* [Exercise text]
[Start of Attachment]

Chapter 4: Thinking

59 - Smart Machines (Part Two)

Eliza quickly became a hit at MIT. Weizenbaum, a trickster at heart, was amused by all the people calling for appointments to talk with his computer, and by incidents like the time someone logged on to Eliza by mistake, thinking they were chatting online with him. But he began to wonder the day his secretary asked him to leave the room so she could talk privately with Eliza about personal matters. When his partner Colby suggested the use of computer therapists to help people with real problems, Weizenbaum stopped smiling.

The computer wasn’t really thinking, he kept saying, it was all just sleight of hand. But no one was listening. Writing a decade later, in his book Computer Power and Human Reason, he still hadn’t gotten over how “extremely short exposures to a relatively simple computer program could induce powerful delusional thinking in quite normal people.” But normal people were only a part of his concern. That those outside his field might be taken in was at least conceivable. But how to explain why top computer scientists were doing much the same thing?

Weizenbaum’s doubts just caused exasperation among his AI colleagues. But support for his critique came from an unexpected quarter—philosophy. If Western philosophers had labored twenty-five hundred years without producing a final definition of what thinking was, they could at least say with some clarity what it was not. Hubert Dreyfus became the first to join the fray. A physicist turned philosopher, he had expressed strong doubts about AI as early as 1961. Three years later he was hired by the Rand Corporation, the military think tank, to evaluate AI and came back with a scathing denunciation titled Alchemy and Artificial Intelligence.

In that report and later writings Dreyfus maintained that the approach then being used for AI would never work—that, like climbing a mountain to reach the moon, it was based on a naive theory. In the empty symbols being shuffled around in linear-logic processors, there was no larger awareness, he argued, of the complex background knowledge that confers meaning to the symbols used in human thought. There was also no tolerance for ambiguity and no appreciation for the kind of “likenesses” that give power to metaphor or help us identify members of the same family. Dreyfus condemned the failure to recognize such oversights as inexcusable and argued that AI was the least self-critical field in science.

[End of Attachment]

* [Available data]

[Start of Attachment]

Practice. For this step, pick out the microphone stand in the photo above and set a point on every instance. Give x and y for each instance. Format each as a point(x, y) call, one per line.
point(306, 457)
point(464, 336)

[End of Attachment]

* [The problem]
Can you resume the passage about Eliza and the early critics of artificial intelligence, picking up right after its last sentence? The listing comes from a separate source.

* [Output below]
Whatever the merits of that charge, there was no shortage of criticism for Dreyfus. Among others, Herbert Simon and Allen Newell—the Carnegie Mellon scientists who had come up with the first working AI program—lobbied Rand to suppress the report and nearly succeeded. It wasn’t published officially until 1967. Marvin Minsky and Seymour Papert, who were heading the AI program at MIT, launched another counterattack with a refutation by Papert titled The Artificial Intelligence of Hubert L. Dreyfus.

As support for their claims, Minsky, Papert, and the other champions of classical AI pointed to how well Eliza and similar “expert systems” were doing in the Turing test. That was something suggested in 1950 by famed mathematician Alan Turing, who first conceived what would become the modern computer. In his test, a human operator types questions that are answered by unseen correspondents in separate rooms. One of them is a person; one is a computer. When an operator can’t tell from the responses which is which, the computer has passed.

In the matrix of Cartesian and behaviorist notions then shaping AI, the Turing test was seen as ultimate justification. What came out of the box was all that mattered. The underlying architecture—how things worked inside the box—was beside the point.

Pressure mounted on Dreyfus, who was then teaching at MIT. He became isolated and eventually moved on to the University of California at Berkeley as classical AI’s stock kept rising. Throughout the 1960s and ’70s private corporations and the military poured enormous sums into the development of expert systems. It was believed that they would eventually dispense generations of accumulated wisdom and experience. But things didn’t work out that way. Instead, it soon became clear that they had to be upgraded whenever conditions changed, which was constantly. The problem was that they couldn’t learn on their own. As Weizenbaum and Dreyfus had tried to show, they didn’t know how to think.